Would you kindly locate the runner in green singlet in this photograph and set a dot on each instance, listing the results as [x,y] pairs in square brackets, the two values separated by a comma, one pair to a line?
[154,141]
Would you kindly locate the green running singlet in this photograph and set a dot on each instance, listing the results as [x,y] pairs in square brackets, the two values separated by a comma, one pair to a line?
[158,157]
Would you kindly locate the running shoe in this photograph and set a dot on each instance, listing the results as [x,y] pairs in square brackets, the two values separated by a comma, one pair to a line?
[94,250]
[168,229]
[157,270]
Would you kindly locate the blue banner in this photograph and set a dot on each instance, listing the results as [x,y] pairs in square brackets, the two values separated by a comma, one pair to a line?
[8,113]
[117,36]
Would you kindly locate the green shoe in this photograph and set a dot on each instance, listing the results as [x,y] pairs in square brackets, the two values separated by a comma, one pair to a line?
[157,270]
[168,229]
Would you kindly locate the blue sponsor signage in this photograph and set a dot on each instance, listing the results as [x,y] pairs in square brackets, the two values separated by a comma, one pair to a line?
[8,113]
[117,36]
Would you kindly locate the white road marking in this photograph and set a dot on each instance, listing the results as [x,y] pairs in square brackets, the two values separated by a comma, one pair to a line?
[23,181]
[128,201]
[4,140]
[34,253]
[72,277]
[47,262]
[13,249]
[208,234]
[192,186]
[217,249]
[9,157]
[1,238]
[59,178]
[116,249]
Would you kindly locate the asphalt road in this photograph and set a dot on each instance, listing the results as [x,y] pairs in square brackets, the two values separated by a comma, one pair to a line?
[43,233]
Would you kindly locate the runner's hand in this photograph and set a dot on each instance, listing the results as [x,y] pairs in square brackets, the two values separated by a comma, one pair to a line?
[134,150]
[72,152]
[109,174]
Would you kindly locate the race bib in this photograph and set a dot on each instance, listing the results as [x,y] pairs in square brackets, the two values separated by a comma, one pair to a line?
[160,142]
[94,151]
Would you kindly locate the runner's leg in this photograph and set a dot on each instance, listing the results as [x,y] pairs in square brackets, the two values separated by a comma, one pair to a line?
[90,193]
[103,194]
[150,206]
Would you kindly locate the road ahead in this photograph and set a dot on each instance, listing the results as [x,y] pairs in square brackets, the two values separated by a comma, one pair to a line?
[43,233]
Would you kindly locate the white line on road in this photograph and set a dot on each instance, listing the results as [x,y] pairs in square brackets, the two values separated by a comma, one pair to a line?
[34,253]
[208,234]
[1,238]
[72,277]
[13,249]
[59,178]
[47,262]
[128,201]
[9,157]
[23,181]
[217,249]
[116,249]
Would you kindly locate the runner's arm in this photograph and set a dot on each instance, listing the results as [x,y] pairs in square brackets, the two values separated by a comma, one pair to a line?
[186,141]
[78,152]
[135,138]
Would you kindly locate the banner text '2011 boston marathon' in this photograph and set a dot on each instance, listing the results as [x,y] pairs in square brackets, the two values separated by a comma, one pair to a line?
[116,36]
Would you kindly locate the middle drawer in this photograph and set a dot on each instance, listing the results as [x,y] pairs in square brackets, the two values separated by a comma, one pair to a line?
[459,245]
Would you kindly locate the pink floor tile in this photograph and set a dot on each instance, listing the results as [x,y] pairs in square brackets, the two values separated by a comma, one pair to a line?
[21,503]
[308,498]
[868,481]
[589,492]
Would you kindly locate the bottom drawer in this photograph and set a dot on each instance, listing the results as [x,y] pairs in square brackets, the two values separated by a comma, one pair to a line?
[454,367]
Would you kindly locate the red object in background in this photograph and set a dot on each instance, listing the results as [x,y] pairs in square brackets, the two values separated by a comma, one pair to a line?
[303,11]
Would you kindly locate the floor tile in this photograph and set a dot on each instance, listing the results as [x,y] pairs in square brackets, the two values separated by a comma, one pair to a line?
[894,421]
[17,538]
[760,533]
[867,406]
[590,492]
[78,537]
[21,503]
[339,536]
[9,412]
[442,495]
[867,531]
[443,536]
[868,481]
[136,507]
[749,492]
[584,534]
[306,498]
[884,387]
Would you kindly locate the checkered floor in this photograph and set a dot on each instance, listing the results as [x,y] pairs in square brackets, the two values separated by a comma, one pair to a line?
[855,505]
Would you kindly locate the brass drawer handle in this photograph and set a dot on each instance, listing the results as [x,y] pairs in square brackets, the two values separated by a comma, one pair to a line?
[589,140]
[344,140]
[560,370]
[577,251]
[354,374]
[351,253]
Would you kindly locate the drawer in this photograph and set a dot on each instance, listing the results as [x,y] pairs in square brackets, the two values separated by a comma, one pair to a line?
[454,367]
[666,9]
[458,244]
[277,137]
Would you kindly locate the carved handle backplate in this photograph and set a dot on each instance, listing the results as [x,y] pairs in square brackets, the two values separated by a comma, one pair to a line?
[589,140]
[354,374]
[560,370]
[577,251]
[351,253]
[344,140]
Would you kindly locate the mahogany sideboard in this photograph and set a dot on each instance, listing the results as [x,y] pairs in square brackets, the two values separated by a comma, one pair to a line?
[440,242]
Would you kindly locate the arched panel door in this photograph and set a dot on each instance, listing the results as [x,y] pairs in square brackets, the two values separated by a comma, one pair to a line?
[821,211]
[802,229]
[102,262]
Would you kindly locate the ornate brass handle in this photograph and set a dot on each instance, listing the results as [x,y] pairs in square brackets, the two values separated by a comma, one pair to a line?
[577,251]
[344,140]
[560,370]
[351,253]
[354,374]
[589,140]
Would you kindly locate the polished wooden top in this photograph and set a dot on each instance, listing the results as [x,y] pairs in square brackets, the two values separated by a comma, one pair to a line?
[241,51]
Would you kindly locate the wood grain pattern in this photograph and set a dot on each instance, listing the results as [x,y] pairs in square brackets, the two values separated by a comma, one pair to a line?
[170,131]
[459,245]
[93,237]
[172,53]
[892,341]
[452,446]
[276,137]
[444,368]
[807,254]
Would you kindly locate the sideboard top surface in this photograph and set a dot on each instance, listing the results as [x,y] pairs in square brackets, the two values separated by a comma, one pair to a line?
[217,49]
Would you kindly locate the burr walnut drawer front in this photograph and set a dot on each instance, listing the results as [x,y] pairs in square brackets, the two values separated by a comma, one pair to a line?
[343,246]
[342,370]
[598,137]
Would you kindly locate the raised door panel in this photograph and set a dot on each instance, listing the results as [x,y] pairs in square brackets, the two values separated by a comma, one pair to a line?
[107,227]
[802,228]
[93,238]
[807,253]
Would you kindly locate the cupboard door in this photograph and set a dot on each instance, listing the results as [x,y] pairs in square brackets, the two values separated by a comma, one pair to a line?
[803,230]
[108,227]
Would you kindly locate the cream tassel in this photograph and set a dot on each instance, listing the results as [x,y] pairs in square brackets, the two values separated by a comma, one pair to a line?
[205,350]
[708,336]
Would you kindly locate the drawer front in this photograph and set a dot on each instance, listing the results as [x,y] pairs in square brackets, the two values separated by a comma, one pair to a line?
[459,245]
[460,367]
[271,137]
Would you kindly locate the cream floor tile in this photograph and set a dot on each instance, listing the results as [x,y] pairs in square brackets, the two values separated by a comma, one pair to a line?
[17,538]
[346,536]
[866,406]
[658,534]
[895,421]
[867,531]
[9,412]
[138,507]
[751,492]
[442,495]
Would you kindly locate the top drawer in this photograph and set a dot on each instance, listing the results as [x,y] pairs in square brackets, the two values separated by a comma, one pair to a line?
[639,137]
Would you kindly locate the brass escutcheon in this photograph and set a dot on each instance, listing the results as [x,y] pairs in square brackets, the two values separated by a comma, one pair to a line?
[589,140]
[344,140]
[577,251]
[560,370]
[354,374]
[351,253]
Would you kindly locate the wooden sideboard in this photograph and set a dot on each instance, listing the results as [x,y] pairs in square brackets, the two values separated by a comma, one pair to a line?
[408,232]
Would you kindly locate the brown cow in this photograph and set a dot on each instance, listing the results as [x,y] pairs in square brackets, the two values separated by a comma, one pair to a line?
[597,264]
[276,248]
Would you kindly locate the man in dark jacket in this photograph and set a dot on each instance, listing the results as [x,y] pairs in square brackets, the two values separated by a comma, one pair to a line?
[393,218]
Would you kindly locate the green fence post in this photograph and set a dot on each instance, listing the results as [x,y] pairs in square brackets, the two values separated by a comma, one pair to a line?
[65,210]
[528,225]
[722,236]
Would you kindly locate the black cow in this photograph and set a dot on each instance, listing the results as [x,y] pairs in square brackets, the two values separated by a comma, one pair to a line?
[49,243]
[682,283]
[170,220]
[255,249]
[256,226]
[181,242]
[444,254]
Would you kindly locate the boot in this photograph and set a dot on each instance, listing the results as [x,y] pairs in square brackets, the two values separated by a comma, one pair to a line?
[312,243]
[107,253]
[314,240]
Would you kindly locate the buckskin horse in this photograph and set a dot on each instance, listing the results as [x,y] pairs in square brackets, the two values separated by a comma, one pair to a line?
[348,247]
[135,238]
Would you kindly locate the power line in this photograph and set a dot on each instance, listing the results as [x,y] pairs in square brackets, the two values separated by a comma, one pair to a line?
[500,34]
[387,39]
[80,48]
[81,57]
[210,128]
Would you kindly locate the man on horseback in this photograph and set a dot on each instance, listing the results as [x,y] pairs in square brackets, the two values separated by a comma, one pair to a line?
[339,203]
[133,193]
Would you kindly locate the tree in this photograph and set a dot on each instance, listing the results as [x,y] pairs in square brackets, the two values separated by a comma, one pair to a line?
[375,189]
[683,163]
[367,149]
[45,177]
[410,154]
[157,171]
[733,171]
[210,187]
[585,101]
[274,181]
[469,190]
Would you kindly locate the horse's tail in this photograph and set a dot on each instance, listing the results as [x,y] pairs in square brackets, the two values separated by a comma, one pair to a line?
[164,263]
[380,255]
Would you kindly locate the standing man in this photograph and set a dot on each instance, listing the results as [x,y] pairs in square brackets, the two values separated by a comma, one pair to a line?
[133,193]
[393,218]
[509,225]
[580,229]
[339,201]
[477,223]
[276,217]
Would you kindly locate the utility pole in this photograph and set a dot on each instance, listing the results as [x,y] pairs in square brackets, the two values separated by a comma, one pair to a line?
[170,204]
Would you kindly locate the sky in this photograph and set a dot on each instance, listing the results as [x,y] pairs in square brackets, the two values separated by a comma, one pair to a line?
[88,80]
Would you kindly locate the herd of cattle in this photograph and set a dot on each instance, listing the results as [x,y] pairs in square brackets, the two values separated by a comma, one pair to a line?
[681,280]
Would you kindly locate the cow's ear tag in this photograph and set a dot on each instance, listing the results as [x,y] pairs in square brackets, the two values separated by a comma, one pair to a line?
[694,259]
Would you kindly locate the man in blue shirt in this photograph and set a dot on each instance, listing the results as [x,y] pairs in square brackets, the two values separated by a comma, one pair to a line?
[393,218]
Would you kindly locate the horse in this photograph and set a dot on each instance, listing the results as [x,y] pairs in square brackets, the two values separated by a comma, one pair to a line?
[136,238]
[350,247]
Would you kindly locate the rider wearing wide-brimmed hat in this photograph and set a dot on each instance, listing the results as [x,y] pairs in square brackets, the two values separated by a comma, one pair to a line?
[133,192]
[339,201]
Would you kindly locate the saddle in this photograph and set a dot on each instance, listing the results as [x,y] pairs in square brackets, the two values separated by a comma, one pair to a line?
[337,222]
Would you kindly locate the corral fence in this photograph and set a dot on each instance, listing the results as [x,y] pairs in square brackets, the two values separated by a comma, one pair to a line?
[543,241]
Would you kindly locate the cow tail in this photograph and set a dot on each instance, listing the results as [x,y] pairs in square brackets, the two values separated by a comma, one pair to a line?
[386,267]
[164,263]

---

— Exercise —
Repeat word for word each line from the one with "Would you kindly locate the saddle" to the end of the records above, inclusive.

— Written response —
Would you kindly locate the saddle in this photograph and set a dot on each instance, listing the results as [x,y] pairs in square brackets, the two values separated by a comma, one pair to a line?
[337,222]
Would you kindly locate the corral fence in this photograph and set a dot on each instance, listing the results as [x,y] pairs in square brackets, the two values separated by a comma, one pair to a line?
[543,241]
Would you kindly locate the cow tail in this photograph and set a dot on each instance, listing the results as [x,y] pairs in square brackets, the two values separated by a comma, one pair to a line?
[386,267]
[164,263]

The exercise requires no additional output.